* _Task to carry out_
Write out again only the lines running from the one that contains "Task: place one keypoint per instance of the short" to the end of the records below, including both the first and the last.

* _Named object pointing entries_
┌──
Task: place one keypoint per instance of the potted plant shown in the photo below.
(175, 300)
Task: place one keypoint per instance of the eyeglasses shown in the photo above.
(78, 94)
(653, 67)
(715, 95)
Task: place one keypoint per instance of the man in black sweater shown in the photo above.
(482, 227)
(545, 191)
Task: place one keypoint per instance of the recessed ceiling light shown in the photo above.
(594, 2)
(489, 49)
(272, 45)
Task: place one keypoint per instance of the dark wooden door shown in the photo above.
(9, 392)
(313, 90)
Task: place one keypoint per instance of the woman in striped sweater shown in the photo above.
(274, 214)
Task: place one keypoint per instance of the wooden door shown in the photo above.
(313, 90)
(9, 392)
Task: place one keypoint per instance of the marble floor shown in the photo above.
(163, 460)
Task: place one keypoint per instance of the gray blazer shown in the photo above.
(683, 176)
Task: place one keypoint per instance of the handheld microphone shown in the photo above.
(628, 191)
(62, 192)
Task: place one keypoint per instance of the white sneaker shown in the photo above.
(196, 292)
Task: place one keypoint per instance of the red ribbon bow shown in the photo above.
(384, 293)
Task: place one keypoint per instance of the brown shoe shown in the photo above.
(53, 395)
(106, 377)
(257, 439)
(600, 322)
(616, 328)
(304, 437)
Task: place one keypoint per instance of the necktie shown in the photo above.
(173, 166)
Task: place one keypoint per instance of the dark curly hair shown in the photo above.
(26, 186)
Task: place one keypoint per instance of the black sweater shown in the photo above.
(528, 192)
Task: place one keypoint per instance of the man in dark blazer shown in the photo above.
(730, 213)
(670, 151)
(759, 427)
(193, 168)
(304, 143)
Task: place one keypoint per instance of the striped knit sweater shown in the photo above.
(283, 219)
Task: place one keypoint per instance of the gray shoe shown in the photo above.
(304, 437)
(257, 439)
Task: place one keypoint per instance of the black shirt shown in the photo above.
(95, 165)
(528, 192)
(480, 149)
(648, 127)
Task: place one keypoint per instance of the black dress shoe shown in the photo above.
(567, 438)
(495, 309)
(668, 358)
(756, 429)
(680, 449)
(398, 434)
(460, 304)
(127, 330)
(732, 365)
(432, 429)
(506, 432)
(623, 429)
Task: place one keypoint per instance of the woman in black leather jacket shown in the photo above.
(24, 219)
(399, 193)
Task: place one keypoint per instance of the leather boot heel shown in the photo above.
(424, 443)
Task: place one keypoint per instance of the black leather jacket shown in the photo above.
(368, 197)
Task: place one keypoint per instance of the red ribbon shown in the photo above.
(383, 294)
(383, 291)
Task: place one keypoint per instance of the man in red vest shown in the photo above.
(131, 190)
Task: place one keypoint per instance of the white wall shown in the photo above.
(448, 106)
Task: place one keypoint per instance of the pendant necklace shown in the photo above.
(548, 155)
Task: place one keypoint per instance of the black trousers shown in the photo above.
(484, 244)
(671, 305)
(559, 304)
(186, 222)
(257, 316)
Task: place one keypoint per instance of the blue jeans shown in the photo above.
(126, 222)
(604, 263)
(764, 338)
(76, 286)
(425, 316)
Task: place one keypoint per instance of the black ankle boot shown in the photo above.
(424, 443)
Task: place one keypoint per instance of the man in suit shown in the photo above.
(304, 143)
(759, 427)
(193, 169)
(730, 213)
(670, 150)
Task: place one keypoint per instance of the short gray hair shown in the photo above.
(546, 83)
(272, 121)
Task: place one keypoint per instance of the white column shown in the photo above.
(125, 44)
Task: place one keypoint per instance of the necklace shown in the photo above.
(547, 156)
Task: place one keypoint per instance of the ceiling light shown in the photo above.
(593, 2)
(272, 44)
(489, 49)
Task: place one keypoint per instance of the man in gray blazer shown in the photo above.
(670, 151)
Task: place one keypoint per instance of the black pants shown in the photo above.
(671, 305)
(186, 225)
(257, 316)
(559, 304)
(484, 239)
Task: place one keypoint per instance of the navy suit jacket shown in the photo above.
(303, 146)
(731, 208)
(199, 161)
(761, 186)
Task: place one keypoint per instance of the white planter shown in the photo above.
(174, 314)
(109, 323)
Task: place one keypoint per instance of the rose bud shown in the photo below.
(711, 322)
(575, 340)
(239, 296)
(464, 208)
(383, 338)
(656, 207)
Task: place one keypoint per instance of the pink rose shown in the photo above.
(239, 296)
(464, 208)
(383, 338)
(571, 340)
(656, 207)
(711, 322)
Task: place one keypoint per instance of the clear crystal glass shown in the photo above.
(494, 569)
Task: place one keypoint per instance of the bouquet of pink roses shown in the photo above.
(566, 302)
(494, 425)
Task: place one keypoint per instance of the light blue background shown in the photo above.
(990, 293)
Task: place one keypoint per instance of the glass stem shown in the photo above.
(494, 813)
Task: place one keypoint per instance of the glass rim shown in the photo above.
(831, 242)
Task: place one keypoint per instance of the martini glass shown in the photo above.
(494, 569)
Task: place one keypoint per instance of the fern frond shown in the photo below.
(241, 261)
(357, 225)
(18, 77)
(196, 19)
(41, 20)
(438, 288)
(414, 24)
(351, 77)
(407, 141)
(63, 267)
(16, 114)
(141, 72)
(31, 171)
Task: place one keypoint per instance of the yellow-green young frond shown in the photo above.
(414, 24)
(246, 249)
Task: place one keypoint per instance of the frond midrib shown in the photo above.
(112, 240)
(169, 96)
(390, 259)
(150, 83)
└──
* _The solution_
Task: place one keypoint per instance of the short gray hair shown in the photo above.
(546, 83)
(272, 121)
Task: place one keypoint per instance of the white column shown in the photo above.
(125, 44)
Task: place one keypoint per instance of the necklace shown in the photo above.
(547, 156)
Task: place one keypoint per instance of the ceiling light shown in the photo above.
(593, 2)
(272, 44)
(489, 49)
Task: place one keypoint per instance of the man in gray blazer shown in the photo above.
(670, 151)
Task: place one keypoint per instance of the black pants shown in the photo above.
(671, 305)
(186, 225)
(257, 316)
(559, 304)
(484, 239)
Task: place one keypoint per instance of the navy suit jacket shown in the photo above.
(303, 146)
(731, 208)
(199, 161)
(761, 186)
Task: place one keypoint per instance of the white planter shown in the photo above.
(174, 314)
(109, 323)
Task: place one keypoint per instance of the rose bud shown in the photo below.
(711, 322)
(575, 340)
(239, 296)
(464, 208)
(383, 338)
(656, 207)
Task: place one keypoint per instance of the pink rose shown in the photo above.
(239, 296)
(464, 208)
(383, 338)
(571, 340)
(656, 207)
(711, 322)
Task: place one keypoint per instance of the clear crystal glass shown in the photo above.
(494, 569)
Task: place one keypoint per instance of the bouquet of pink roses shown in the photo above.
(566, 302)
(494, 425)
Task: place one keypoint per instance of the light blue background shown in the photo above.
(990, 293)
Task: place one keypoint per instance of the glass stem shown in the photo above.
(494, 813)
Task: place one keypoint per instance of the glass rim shown in the photo above.
(831, 242)
Task: place one keypoint per instance of the martini glass shown in the photo above.
(494, 569)
Task: place one keypoint per instance of the fern frond shown in the photo below.
(241, 261)
(357, 225)
(18, 77)
(196, 19)
(41, 20)
(438, 288)
(414, 24)
(351, 77)
(407, 141)
(63, 267)
(16, 114)
(141, 72)
(31, 171)
Task: place one keypoint per instance of the yellow-green young frond shown in the photo above.
(414, 24)
(246, 249)
Task: place one keypoint per instance of the frond midrib shown in the photo above.
(112, 240)
(169, 96)
(390, 259)
(150, 83)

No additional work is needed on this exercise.